• GIVEN TEXT:
•••
WRITING in A Hundred Encounters , noted editor-author Sham Lal observed, “Death was no stranger to Samuel Beckett. All his adult life he was on intimate terms with it and his passing away was no more than his final encounter with an old friend.” Sham Lal passed away in 2007. If he were alive today, he would have said the same thing about the Bollywood thespian Dilip Kumar who passed away in Mumbai on July 7 after a prolonged illness. For more than a decade, Dilip Kumar had a nodding acquaintance with death. Frequent visits to hospitals and admission to the intensive care unit did not provide optimism about life and longevity. But every time Dilip Kumar unfailingly defeated death to return home, and into the caring arms of his wife Saira Banu, who made relentless efforts to seek medical help to restore him to full health.
•••
• DATASET CONTENT:
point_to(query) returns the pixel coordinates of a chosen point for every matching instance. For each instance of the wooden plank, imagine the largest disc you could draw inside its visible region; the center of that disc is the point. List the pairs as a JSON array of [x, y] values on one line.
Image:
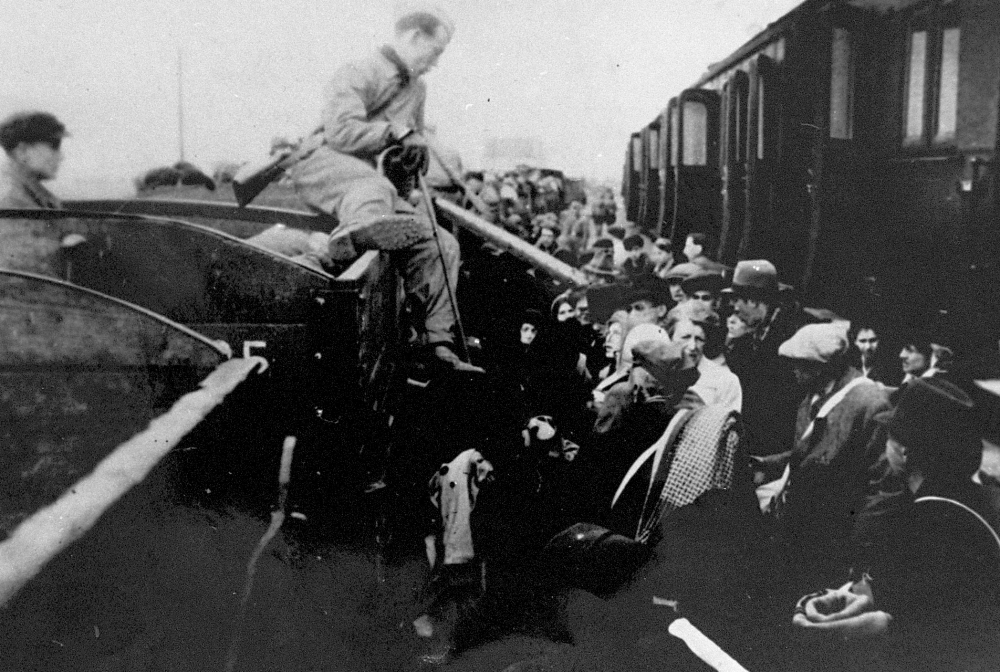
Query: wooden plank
[[80, 373], [507, 242]]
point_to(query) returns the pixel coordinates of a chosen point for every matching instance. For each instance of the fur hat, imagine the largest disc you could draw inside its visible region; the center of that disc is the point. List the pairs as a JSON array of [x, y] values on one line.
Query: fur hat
[[602, 264], [542, 435], [702, 281], [816, 342], [755, 277]]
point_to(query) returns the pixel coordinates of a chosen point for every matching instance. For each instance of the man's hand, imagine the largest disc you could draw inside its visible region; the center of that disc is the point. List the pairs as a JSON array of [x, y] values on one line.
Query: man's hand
[[848, 611], [414, 139]]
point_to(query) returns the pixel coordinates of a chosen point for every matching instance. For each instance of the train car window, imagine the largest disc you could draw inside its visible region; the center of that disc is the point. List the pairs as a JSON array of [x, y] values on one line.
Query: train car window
[[776, 50], [948, 94], [842, 86], [761, 115], [916, 83], [695, 134], [674, 134], [664, 146]]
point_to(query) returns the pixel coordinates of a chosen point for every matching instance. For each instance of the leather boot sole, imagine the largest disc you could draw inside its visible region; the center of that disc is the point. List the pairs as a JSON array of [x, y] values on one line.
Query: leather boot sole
[[387, 232]]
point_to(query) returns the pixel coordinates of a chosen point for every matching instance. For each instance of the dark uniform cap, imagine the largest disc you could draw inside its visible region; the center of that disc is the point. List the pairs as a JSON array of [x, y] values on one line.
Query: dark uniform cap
[[633, 242], [30, 127], [681, 271], [704, 280]]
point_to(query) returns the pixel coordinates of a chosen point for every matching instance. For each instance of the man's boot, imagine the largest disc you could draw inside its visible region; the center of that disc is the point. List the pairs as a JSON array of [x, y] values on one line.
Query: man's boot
[[447, 356], [381, 232]]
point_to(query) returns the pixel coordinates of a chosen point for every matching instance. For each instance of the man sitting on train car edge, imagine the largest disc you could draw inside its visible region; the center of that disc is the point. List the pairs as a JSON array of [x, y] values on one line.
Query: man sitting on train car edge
[[372, 104], [32, 142]]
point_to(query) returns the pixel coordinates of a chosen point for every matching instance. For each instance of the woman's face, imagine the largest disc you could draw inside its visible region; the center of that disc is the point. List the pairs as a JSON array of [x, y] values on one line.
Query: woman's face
[[914, 362], [895, 454], [691, 337], [528, 333], [613, 340]]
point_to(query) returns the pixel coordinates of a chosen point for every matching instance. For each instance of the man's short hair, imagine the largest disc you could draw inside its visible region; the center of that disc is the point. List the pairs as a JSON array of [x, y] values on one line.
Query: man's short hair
[[30, 127], [425, 18]]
•••
• EXERCISE TASKS:
1. Name each person mentioned in the text on Dilip Kumar.
2. Carry on the passage about Dilip Kumar's death from the point where it ends.

• ANSWERS TO THIS EXERCISE:
1. Sham Lal, Samuel Beckett, Dilip Kumar, Saira Banu

2.
It was sorrowful for millions of fans of Dilip Kumar to see him go. But life for Dilip Kumar had become a journey to the end of the night; he breathed his last early morning. Melancholy, sadness, sorrow, indeed death hung over his vast cine canvas. Ordinary mortals would be afraid of the shadow of tragedy, Dilip Kumar, the consummate professional, revelled in it. Such was his masterful portrayal of a dejected lover in Bimal Roy’s Devdas (1955) that no other actor has come close to replicating that role on screen. Not that Bollywood actors and even those in the regional film industry have not tried to play the role in other versions of the film. Dharmendra signed on for yet another version of Devdas in the 1980s. The film got shelved. Shah Rukh Khan played Devdas in Sanjay Leela Bhansali’s opulent eponymous saga (2002). But none matched the subtle emotions and nuances Dilip Kumar lent to the character.
Therein lies the greatest contribution of Yousuf Khan who came from Peshawar (now in Pakistan) and went on to become famous as Dilip Kumar. Devika Rani, who was already a big name in the industry, made him change his name as she felt he would embrace higher realms of popularity with a name drawn from the majority community. A better prognosis could scarcely have been made.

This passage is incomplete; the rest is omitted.